Though an unfertilized egg starts out as a uniform sphere, a vertebrate embryo's genes rapidly go to work to make its head different from its tail, its front different from its back, and--when it comes to internal organs such as the heart, liver, and lungs--its left side different from its right. Scientists already have a basic picture of the machinery that creates head-tail and front-back differences. Now, by studying bizarre cases of mice and people whose organs are reversed or jumbled, two research teams have discovered important new clues to why our left side is not a carbon copy of our right.
One key player may be a "motor" protein that shuttles molecular signals through a cell's cytoplasm, Yale University pediatric cardiologist Martina Brueckner and colleagues report in the 30 October issue of Nature. Brueckner's group looked for gene defects in two strains of mice with situs inversus, a mutation in which the heart, lungs, and other organs are inverted, like a mirror image. The team found changes in a gene encoding a previously unknown "dynein," a protein that moves like a railroad locomotive along cytoskeletal fibers called microtubules, hauling other molecules as cargo.
Microtubules, Brueckner points out, "are inherently asymmetric structures," with positive and negative ends that determine the direction a dynein may travel. Indeed, the group found that the affected gene, named left-right dynein (lrd), comes on in the "node"--a key source of patterning signals--just before the appearance in the mouse embryo of the first known left-right asymmetries, the left-sided expression of two genes called nodal and lefty. That suggests that the dynein's job could be either to drag molecular signals that activate lefty or nodal to the node's left side, or to carry signals that repress them to the right side, says Joseph Yost, a developmental biologist at the University of Utah in Salt Lake City. "The big questions now are, what is this dynein moving around, and how do the microtubules get oriented?" he says.

**Task requirements:**
1 – List every gene that the passage on left-right body asymmetry names.
2 – Answer these questions from the passage on left-right body asymmetry.
(a) What mutation did the two mouse strains studied by Brueckner's group have?
(b) In which journal issue did Brueckner and colleagues report their work?
(c) At what university does Joseph Yost work?

**Data records:**
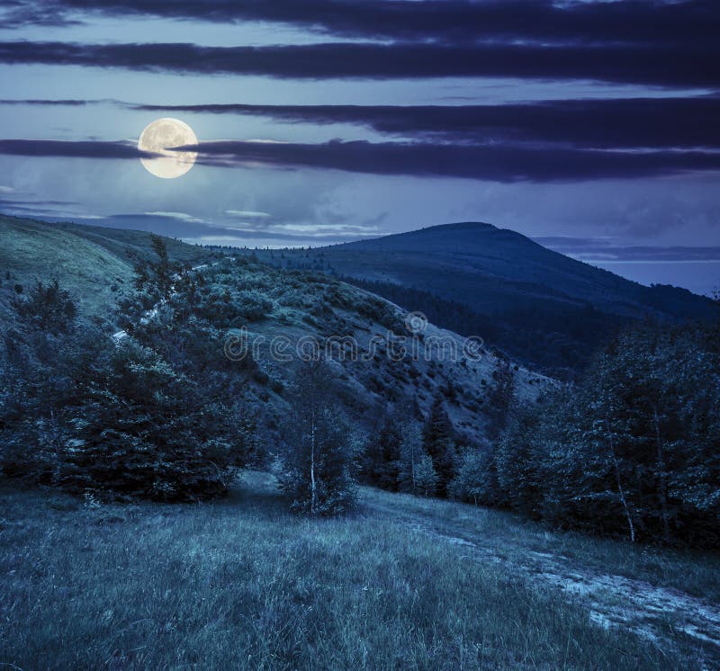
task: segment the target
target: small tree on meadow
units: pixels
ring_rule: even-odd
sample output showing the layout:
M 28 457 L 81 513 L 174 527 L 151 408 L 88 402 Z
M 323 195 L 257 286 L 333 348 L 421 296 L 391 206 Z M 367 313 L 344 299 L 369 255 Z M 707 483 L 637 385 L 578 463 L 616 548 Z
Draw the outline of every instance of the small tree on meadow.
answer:
M 325 362 L 308 362 L 289 399 L 280 488 L 293 510 L 312 516 L 346 513 L 356 498 L 359 440 L 338 407 L 334 386 Z

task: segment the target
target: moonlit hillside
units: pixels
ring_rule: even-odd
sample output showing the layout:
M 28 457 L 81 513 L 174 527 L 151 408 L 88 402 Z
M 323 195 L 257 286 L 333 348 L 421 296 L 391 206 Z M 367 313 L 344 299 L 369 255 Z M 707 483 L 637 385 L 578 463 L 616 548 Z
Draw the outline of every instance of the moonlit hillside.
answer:
M 719 668 L 718 34 L 0 2 L 0 667 Z

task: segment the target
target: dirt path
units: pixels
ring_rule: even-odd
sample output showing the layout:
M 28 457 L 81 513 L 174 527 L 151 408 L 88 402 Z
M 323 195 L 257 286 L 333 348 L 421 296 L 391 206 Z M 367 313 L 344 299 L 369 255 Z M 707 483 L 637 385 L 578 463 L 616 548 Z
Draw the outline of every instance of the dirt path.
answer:
M 589 617 L 606 628 L 622 627 L 662 646 L 669 631 L 689 637 L 720 663 L 720 604 L 644 580 L 602 574 L 568 557 L 523 549 L 452 522 L 368 502 L 416 531 L 462 546 L 469 557 L 501 566 L 508 575 L 557 589 L 587 607 Z M 490 542 L 488 542 L 490 540 Z M 673 636 L 673 638 L 675 638 Z

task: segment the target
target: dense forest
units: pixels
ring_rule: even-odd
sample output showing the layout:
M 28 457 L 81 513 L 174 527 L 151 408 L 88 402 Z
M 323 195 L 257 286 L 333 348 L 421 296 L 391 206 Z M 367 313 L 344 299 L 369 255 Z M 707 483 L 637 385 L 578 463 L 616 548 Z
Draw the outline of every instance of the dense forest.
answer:
M 630 322 L 617 315 L 596 311 L 591 303 L 581 307 L 569 304 L 562 312 L 550 313 L 537 305 L 488 315 L 430 291 L 389 282 L 345 279 L 410 311 L 425 313 L 443 328 L 466 336 L 480 335 L 503 355 L 561 380 L 577 380 L 590 362 L 593 349 Z
M 287 385 L 252 357 L 230 370 L 228 329 L 262 320 L 267 298 L 153 245 L 152 262 L 137 259 L 114 344 L 78 323 L 57 282 L 14 287 L 17 319 L 3 334 L 6 475 L 89 497 L 194 501 L 222 496 L 254 465 L 276 473 L 301 514 L 347 513 L 364 482 L 631 541 L 720 546 L 716 325 L 636 327 L 536 403 L 518 402 L 516 367 L 499 358 L 472 443 L 446 411 L 452 384 L 428 413 L 412 397 L 388 403 L 368 432 L 338 407 L 321 359 Z M 302 273 L 290 279 L 303 300 Z M 277 443 L 258 426 L 253 378 L 284 404 Z

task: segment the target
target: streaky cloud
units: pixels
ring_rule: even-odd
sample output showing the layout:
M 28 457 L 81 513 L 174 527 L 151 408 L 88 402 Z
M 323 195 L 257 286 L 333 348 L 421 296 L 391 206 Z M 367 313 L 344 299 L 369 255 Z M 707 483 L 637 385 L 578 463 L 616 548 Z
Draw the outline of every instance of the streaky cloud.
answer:
M 321 43 L 207 47 L 189 43 L 0 42 L 0 62 L 284 79 L 518 77 L 658 86 L 720 85 L 720 43 L 672 46 Z
M 546 43 L 634 42 L 697 45 L 716 41 L 720 6 L 684 2 L 552 0 L 18 0 L 6 27 L 63 25 L 100 14 L 205 22 L 281 22 L 345 38 Z

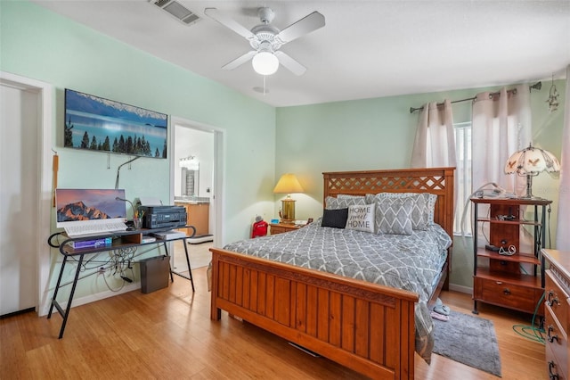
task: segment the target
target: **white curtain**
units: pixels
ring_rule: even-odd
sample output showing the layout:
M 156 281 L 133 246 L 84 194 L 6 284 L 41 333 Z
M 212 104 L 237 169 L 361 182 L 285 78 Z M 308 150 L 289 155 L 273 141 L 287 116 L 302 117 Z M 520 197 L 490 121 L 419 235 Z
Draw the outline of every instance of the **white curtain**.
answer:
M 452 103 L 445 99 L 424 104 L 419 112 L 416 140 L 411 152 L 412 168 L 455 167 L 455 137 Z
M 559 194 L 556 248 L 560 251 L 570 251 L 570 234 L 568 234 L 570 231 L 570 65 L 566 67 Z
M 494 182 L 509 192 L 525 194 L 526 179 L 504 174 L 512 153 L 531 143 L 531 104 L 527 85 L 498 95 L 477 94 L 473 103 L 472 179 L 474 190 Z

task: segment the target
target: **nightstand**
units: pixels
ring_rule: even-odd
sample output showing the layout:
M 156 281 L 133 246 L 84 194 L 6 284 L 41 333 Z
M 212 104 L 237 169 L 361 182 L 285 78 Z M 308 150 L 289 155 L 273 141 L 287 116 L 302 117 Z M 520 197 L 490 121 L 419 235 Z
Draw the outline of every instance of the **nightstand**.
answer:
M 296 229 L 299 229 L 300 227 L 301 226 L 297 226 L 295 224 L 270 223 L 269 234 L 270 235 L 282 234 L 284 232 L 289 232 L 289 231 L 294 231 Z

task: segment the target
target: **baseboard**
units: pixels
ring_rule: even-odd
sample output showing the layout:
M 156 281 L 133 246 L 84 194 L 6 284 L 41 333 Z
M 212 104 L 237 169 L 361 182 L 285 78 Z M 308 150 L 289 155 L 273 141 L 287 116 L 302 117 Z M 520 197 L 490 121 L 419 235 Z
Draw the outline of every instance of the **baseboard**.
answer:
M 200 244 L 201 243 L 206 242 L 213 242 L 214 235 L 199 235 L 194 237 L 189 237 L 186 239 L 189 244 Z
M 450 284 L 449 290 L 452 290 L 453 292 L 466 293 L 468 294 L 473 294 L 472 287 L 463 286 L 457 284 Z

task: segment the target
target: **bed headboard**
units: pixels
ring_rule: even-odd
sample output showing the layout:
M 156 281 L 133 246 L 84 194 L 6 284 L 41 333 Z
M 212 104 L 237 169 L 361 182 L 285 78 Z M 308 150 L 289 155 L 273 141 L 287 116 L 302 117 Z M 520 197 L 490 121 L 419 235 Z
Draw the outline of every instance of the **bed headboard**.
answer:
M 400 169 L 322 173 L 323 202 L 339 194 L 431 193 L 437 194 L 434 220 L 453 235 L 455 168 Z M 324 203 L 323 203 L 324 204 Z

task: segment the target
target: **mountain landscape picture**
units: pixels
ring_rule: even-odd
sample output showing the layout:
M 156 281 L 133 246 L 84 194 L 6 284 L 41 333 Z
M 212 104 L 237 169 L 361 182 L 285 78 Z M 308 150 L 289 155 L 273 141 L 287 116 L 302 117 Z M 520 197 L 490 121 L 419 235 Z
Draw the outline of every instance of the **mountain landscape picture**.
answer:
M 63 146 L 167 158 L 168 117 L 66 88 Z

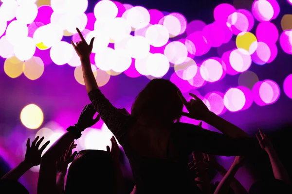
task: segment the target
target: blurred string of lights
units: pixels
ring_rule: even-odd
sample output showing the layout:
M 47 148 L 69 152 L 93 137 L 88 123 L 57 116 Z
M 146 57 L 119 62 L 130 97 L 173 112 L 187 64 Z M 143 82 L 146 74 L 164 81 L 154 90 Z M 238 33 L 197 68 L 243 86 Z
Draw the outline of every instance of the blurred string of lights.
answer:
M 91 61 L 100 86 L 122 73 L 130 78 L 152 79 L 163 77 L 173 68 L 170 80 L 185 93 L 218 81 L 226 74 L 240 74 L 238 86 L 225 94 L 199 94 L 211 111 L 221 114 L 226 110 L 246 110 L 253 102 L 259 106 L 276 102 L 280 95 L 278 84 L 259 81 L 248 69 L 253 62 L 263 65 L 274 61 L 278 40 L 281 49 L 292 54 L 292 15 L 283 16 L 280 35 L 271 22 L 280 12 L 276 0 L 246 1 L 244 5 L 251 12 L 236 9 L 242 5 L 240 1 L 235 1 L 234 6 L 219 4 L 214 10 L 214 22 L 209 24 L 199 20 L 187 23 L 178 13 L 108 0 L 100 0 L 93 13 L 86 14 L 87 0 L 1 1 L 0 56 L 6 59 L 4 70 L 12 78 L 23 74 L 36 80 L 53 62 L 74 68 L 76 81 L 84 85 L 79 57 L 70 44 L 62 41 L 64 36 L 71 36 L 74 42 L 80 41 L 76 33 L 78 27 L 88 42 L 95 37 Z M 292 4 L 291 0 L 287 1 Z M 257 26 L 255 19 L 259 22 Z M 250 32 L 254 28 L 255 34 Z M 196 62 L 196 57 L 207 54 L 211 48 L 217 48 L 219 57 Z M 283 84 L 291 98 L 292 86 L 292 74 Z M 34 104 L 25 107 L 20 117 L 31 129 L 38 129 L 43 120 L 41 110 Z

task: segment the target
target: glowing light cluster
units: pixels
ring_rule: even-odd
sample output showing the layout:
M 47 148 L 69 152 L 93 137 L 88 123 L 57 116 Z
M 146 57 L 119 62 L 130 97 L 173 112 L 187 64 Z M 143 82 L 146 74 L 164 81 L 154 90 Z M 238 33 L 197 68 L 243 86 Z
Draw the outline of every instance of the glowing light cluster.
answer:
M 76 81 L 84 84 L 79 57 L 70 43 L 63 40 L 63 36 L 72 36 L 74 42 L 80 41 L 78 27 L 88 43 L 95 38 L 90 57 L 100 86 L 110 76 L 123 72 L 131 78 L 143 75 L 152 79 L 164 77 L 174 67 L 170 80 L 187 92 L 219 81 L 226 74 L 242 73 L 239 87 L 230 89 L 224 96 L 206 95 L 210 108 L 218 109 L 214 111 L 220 114 L 224 109 L 212 108 L 212 102 L 219 100 L 219 96 L 224 99 L 224 110 L 238 111 L 247 106 L 243 96 L 246 101 L 251 97 L 246 89 L 259 83 L 255 82 L 258 81 L 256 75 L 252 81 L 247 82 L 246 77 L 253 74 L 244 73 L 253 63 L 262 65 L 272 62 L 277 55 L 278 39 L 282 49 L 292 54 L 292 15 L 283 16 L 284 31 L 280 35 L 273 23 L 280 12 L 276 0 L 249 1 L 245 5 L 251 12 L 220 4 L 214 9 L 214 21 L 210 24 L 199 20 L 188 23 L 180 13 L 108 0 L 99 1 L 93 13 L 86 14 L 88 0 L 45 1 L 5 0 L 0 7 L 0 56 L 6 59 L 4 71 L 11 78 L 23 73 L 35 80 L 41 76 L 44 66 L 53 62 L 74 67 Z M 257 26 L 255 19 L 260 22 Z M 252 29 L 256 30 L 254 34 Z M 219 57 L 204 57 L 212 48 L 217 48 Z M 203 58 L 200 64 L 196 57 Z M 275 88 L 271 81 L 262 82 L 258 91 Z M 237 96 L 238 100 L 231 96 Z M 261 100 L 270 104 L 275 99 L 273 96 Z

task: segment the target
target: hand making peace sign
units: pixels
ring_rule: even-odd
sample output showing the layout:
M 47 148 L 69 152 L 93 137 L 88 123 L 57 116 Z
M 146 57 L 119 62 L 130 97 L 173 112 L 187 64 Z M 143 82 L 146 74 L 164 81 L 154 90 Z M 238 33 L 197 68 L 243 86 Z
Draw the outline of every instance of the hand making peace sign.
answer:
M 82 35 L 81 32 L 78 29 L 78 28 L 76 28 L 76 30 L 78 32 L 78 33 L 79 34 L 80 38 L 81 38 L 81 41 L 79 42 L 76 43 L 76 45 L 74 44 L 73 41 L 71 40 L 71 44 L 74 47 L 74 49 L 75 51 L 78 54 L 78 56 L 81 58 L 89 57 L 90 54 L 91 54 L 91 51 L 92 50 L 92 48 L 93 48 L 93 41 L 94 41 L 94 38 L 92 38 L 90 41 L 90 43 L 89 45 L 86 42 L 86 41 L 84 39 L 84 37 Z

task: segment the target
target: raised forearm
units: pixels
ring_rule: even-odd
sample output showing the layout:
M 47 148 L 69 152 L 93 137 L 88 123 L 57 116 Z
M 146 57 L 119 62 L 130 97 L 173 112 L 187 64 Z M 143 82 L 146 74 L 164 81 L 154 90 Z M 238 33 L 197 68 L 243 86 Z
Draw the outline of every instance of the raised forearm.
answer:
M 229 170 L 223 178 L 218 186 L 216 188 L 214 194 L 227 194 L 230 187 L 232 181 L 234 180 L 234 176 L 239 169 L 236 164 L 232 164 Z
M 26 171 L 31 168 L 31 166 L 22 162 L 1 178 L 1 180 L 18 180 Z
M 90 59 L 86 57 L 80 59 L 81 61 L 81 66 L 83 72 L 83 79 L 85 83 L 86 91 L 89 93 L 91 90 L 98 88 L 96 81 L 94 78 L 92 70 L 91 67 Z
M 203 121 L 232 138 L 250 137 L 242 129 L 213 113 L 210 112 L 209 116 Z
M 267 151 L 267 153 L 270 158 L 275 178 L 282 180 L 287 184 L 291 184 L 287 172 L 278 157 L 275 150 L 271 148 Z

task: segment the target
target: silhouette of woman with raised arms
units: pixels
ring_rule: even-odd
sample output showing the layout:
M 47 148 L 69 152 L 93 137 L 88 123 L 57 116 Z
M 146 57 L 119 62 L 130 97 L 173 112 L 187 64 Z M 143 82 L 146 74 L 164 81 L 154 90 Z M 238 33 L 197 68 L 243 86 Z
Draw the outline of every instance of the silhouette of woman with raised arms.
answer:
M 136 98 L 131 114 L 118 110 L 98 88 L 91 68 L 90 55 L 94 38 L 88 44 L 76 30 L 81 41 L 72 44 L 81 61 L 86 90 L 101 119 L 124 148 L 136 193 L 193 192 L 187 167 L 193 151 L 222 156 L 254 151 L 257 144 L 253 138 L 210 112 L 194 95 L 190 94 L 194 99 L 187 102 L 168 80 L 151 81 Z M 188 113 L 182 113 L 183 105 Z M 203 121 L 223 134 L 176 122 L 182 115 Z

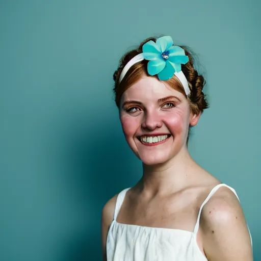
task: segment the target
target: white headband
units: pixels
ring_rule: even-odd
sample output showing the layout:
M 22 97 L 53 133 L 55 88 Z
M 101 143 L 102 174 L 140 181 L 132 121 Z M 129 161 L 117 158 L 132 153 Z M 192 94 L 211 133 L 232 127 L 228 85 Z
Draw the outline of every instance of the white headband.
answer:
M 130 59 L 128 62 L 127 64 L 124 67 L 122 71 L 121 71 L 121 73 L 120 74 L 120 78 L 119 79 L 119 84 L 120 84 L 127 72 L 133 65 L 136 63 L 139 63 L 140 62 L 141 62 L 144 60 L 144 59 L 145 58 L 143 56 L 143 53 L 142 53 L 141 54 L 139 54 L 138 55 L 136 55 L 136 56 L 135 56 L 133 58 Z M 178 72 L 175 72 L 174 74 L 176 75 L 176 77 L 177 77 L 177 78 L 181 83 L 183 88 L 184 88 L 184 90 L 185 91 L 185 93 L 188 97 L 190 94 L 190 90 L 189 87 L 188 81 L 187 81 L 187 79 L 184 75 L 184 73 L 183 73 L 182 71 L 180 71 Z

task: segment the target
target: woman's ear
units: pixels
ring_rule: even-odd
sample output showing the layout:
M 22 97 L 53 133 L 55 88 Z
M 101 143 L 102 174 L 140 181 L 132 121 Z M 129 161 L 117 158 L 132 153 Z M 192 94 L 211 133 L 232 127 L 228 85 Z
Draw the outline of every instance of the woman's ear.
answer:
M 200 112 L 198 114 L 195 114 L 194 113 L 191 112 L 190 114 L 190 126 L 195 126 L 197 125 L 198 120 L 199 120 L 199 118 L 200 117 L 200 115 L 201 115 L 201 112 Z

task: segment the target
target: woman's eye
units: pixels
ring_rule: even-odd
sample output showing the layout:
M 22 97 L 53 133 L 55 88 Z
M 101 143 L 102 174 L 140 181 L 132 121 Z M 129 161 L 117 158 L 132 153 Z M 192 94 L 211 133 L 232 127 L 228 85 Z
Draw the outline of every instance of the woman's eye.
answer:
M 139 111 L 140 109 L 137 107 L 132 107 L 131 108 L 127 109 L 126 110 L 127 112 L 136 112 Z
M 170 107 L 175 107 L 175 105 L 173 102 L 167 102 L 163 105 L 163 107 L 164 108 L 170 108 Z

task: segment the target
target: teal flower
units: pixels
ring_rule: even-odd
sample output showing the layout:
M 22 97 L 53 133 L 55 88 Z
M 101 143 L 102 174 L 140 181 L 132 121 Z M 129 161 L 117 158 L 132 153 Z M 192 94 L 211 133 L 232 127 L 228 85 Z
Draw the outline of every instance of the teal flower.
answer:
M 149 41 L 142 46 L 143 57 L 149 61 L 148 72 L 151 75 L 158 74 L 161 81 L 169 80 L 175 72 L 181 70 L 181 64 L 186 64 L 189 57 L 179 46 L 173 45 L 170 36 L 158 38 L 155 43 Z

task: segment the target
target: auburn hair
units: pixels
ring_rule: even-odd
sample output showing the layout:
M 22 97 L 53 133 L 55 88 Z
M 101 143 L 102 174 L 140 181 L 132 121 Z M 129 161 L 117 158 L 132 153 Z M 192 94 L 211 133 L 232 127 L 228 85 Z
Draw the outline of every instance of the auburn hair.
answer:
M 142 62 L 134 64 L 127 72 L 120 83 L 119 79 L 123 68 L 127 63 L 133 57 L 142 53 L 142 46 L 147 42 L 152 40 L 156 41 L 154 37 L 150 37 L 143 41 L 137 49 L 133 49 L 123 55 L 120 60 L 119 66 L 113 74 L 114 87 L 113 91 L 115 94 L 115 100 L 118 108 L 121 96 L 132 85 L 138 82 L 144 75 L 151 77 L 157 77 L 156 75 L 151 76 L 147 71 L 148 61 L 144 60 Z M 188 97 L 192 111 L 198 114 L 202 113 L 203 110 L 208 108 L 208 104 L 205 94 L 203 92 L 203 88 L 205 84 L 205 80 L 202 75 L 199 74 L 195 69 L 193 63 L 193 53 L 189 50 L 187 47 L 180 46 L 185 51 L 185 55 L 189 57 L 189 61 L 186 64 L 181 65 L 181 70 L 184 73 L 190 89 L 190 94 Z M 173 76 L 170 79 L 164 81 L 171 87 L 182 93 L 185 96 L 186 94 L 184 89 L 179 80 Z

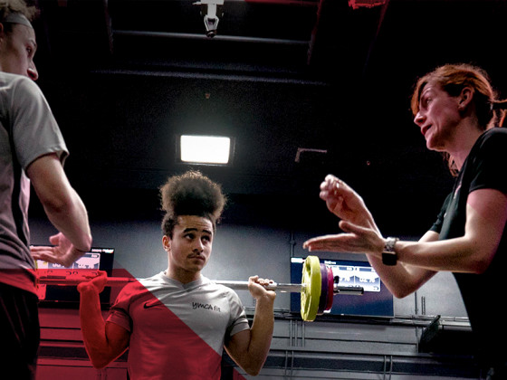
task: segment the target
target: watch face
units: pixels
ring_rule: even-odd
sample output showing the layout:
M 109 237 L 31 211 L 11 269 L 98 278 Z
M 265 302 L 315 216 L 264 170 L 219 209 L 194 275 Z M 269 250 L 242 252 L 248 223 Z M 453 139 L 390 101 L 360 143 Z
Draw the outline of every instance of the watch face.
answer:
M 382 263 L 384 265 L 393 266 L 393 265 L 396 265 L 397 261 L 397 256 L 395 252 L 393 252 L 393 253 L 383 252 L 382 253 Z

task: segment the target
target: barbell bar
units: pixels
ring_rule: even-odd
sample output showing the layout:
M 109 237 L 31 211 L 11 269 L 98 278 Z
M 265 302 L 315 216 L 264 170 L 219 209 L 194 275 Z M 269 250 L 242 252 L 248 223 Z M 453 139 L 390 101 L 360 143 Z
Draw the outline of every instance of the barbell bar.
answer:
M 98 272 L 93 270 L 78 270 L 69 275 L 55 275 L 51 270 L 39 270 L 38 281 L 42 285 L 77 286 L 89 281 Z M 46 275 L 44 275 L 44 272 Z M 51 274 L 50 274 L 51 273 Z M 137 281 L 129 277 L 108 277 L 106 286 L 120 287 Z M 247 290 L 248 281 L 216 280 L 213 282 L 236 290 Z M 362 295 L 362 287 L 340 286 L 340 278 L 333 276 L 332 269 L 320 263 L 317 256 L 308 256 L 302 266 L 301 283 L 277 283 L 265 285 L 268 290 L 301 293 L 301 315 L 305 321 L 312 321 L 332 308 L 336 294 Z

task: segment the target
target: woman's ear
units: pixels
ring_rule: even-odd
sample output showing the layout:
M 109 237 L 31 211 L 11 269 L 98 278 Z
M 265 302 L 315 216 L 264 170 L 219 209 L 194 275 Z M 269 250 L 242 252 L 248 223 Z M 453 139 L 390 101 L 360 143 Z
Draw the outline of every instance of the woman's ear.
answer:
M 464 111 L 472 103 L 474 99 L 474 89 L 471 87 L 464 87 L 459 95 L 458 109 Z
M 171 249 L 171 239 L 167 235 L 164 235 L 162 237 L 162 246 L 167 252 L 169 252 L 169 250 Z

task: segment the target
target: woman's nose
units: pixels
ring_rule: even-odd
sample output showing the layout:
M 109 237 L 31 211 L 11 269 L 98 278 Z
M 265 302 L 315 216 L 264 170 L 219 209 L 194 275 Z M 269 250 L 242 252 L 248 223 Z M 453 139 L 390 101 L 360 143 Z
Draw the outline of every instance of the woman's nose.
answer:
M 417 112 L 417 114 L 414 118 L 414 122 L 417 125 L 420 125 L 423 121 L 425 121 L 425 117 L 421 115 L 421 112 Z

**Outputs for the tasks:**
1 –
left-right dynein (lrd)
nodal
lefty

2 –
(a) Situs inversus
(b) The 30 October issue of Nature
(c) The University of Utah in Salt Lake City